- **Written task 1**
Reproduce every line of the entries that follow the passage on classified information procedures, requests included. Multiply each coordinate in the answers by 2.25, round to whole numbers with halves rounded up, and leave out the pictures.

- **Extract**

3. We can protect classified material because of the Classified Information Procedures Act (CIPA). It is not just classified information that is helpful to terrorist organizations. The list of people who might be identified as unindicted coconspirators that was turned over in 1995 was not classified, but it told al-Qaeda who was on the government's investigative radar screen. Moreover, CIPA does not shield all classified information from the terrorists — just the classified information the judge decides is neither discoverable under the rules nor relevant to the trial. If it is discoverable or relevant, the defense gets it. And in civilian court, the terrorists can demand to represent themselves, so the government can't shield the classified information from them as it can in the military system (where it can require them to have military lawyers with security clearances in order to get access to the discovery).
The Left seems to always complain that too much information in government is classified.
Implicitly, Holder is now suggesting that we classify far more information than we otherwise would to bring it under the protection of CIPA. In addition, CIPA requires that all classified information issues be litigated (including any appeals) prior to trial. If we classify everything, that's going to require a mammoth pretrial trial and appeal before the actual trial happens. And, even if you did that, CIPA cannot control what goes on in the courtroom once witnesses start answering questions and blurting out information — and once the defense lawyers start asking questions about classified information in order to provoke the prosecutors into objecting (defense lawyers often don't care about the answers to these questions; they ask for the purpose of inducing the prosecutor to object and make the government look like it is hiding important information from the jury).
4. Classified information procedures in the Military Commissions Act that would apply at military commissions, are "based on" the CIPA that applies in civilian trials. They may be "based on" the CIPA rules, but they are not the same as the CIPA rules. The MCA provisions (Sec. 949(j)(c)) expressly provide for (1) deletions of classified material from discovery documents made available to the accused; (2) the withholding of methods and sources of intelligence collection from the accused; and (3) the deletion of classified information from exculpatory evidence. It is true that, whether you're in civilian or military court, the executive branch gets the opportunity to propose a substitution (e.g., an unclassified summary of the information) rather than surrender the classified information. But in civilian court under CIPA, the presumption is that if classified information is relevant under the rules of evidence, the accused gets access to it. In military court under the MCA, the presumption is that classified information gets withheld, especially if it involves methods and sources of intelligence.

- **Given information**
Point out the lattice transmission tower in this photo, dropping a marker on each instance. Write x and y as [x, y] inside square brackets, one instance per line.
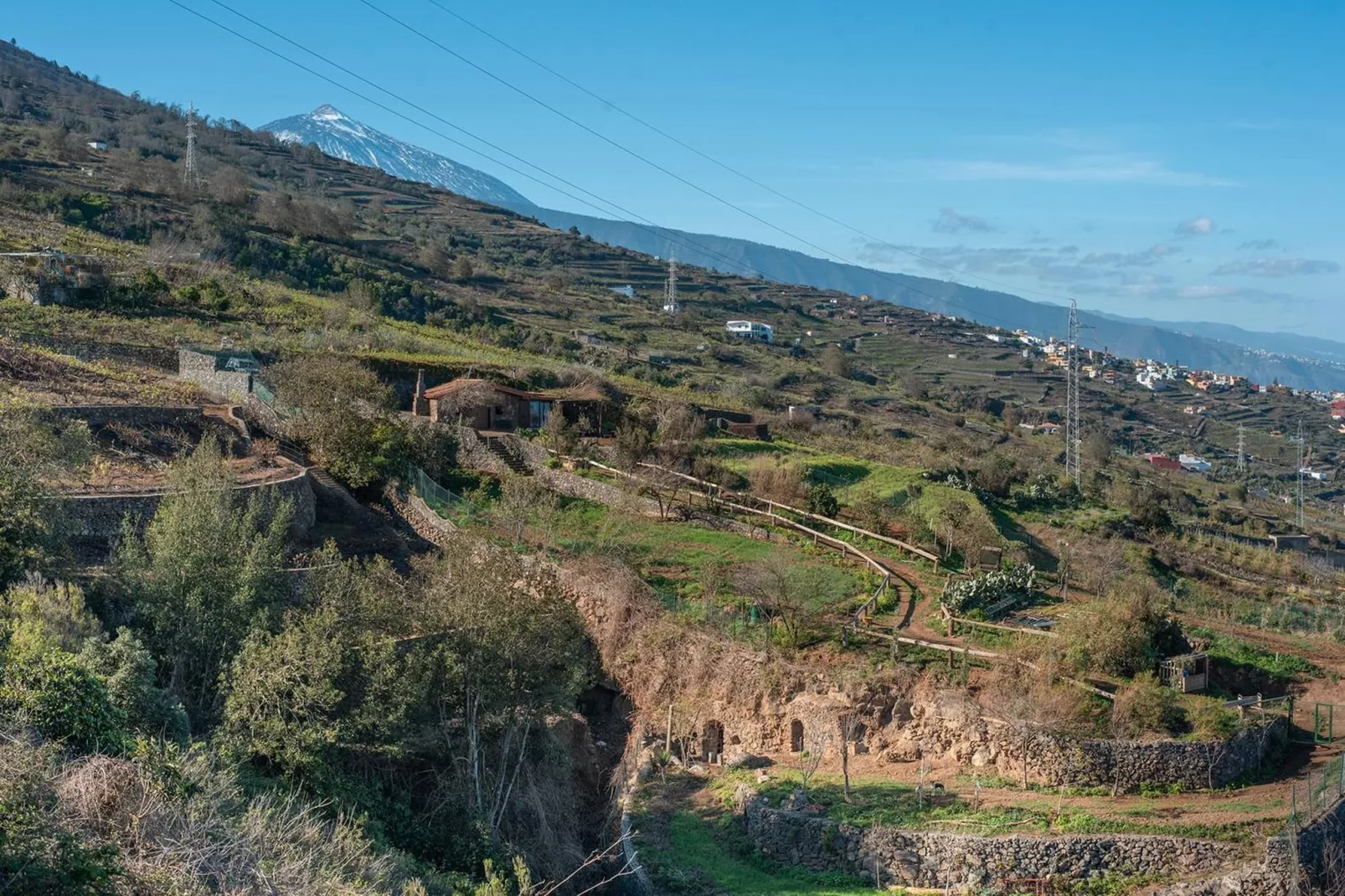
[1302, 463]
[1074, 468]
[190, 174]
[670, 304]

- **Written task 2**
Copy word for word the portion of the passage on classified information procedures from "Implicitly, Holder is" to "from the jury).".

- **Task result 1**
Point out the lattice transmission tower in this photo, dropping a marker on each instance. Write x and y as [x, y] inside square brackets, one instance per line.
[2930, 1042]
[2417, 1053]
[428, 392]
[1508, 684]

- **Task result 2**
Implicitly, Holder is now suggesting that we classify far more information than we otherwise would to bring it under the protection of CIPA. In addition, CIPA requires that all classified information issues be litigated (including any appeals) prior to trial. If we classify everything, that's going to require a mammoth pretrial trial and appeal before the actual trial happens. And, even if you did that, CIPA cannot control what goes on in the courtroom once witnesses start answering questions and blurting out information — and once the defense lawyers start asking questions about classified information in order to provoke the prosecutors into objecting (defense lawyers often don't care about the answers to these questions; they ask for the purpose of inducing the prosecutor to object and make the government look like it is hiding important information from the jury).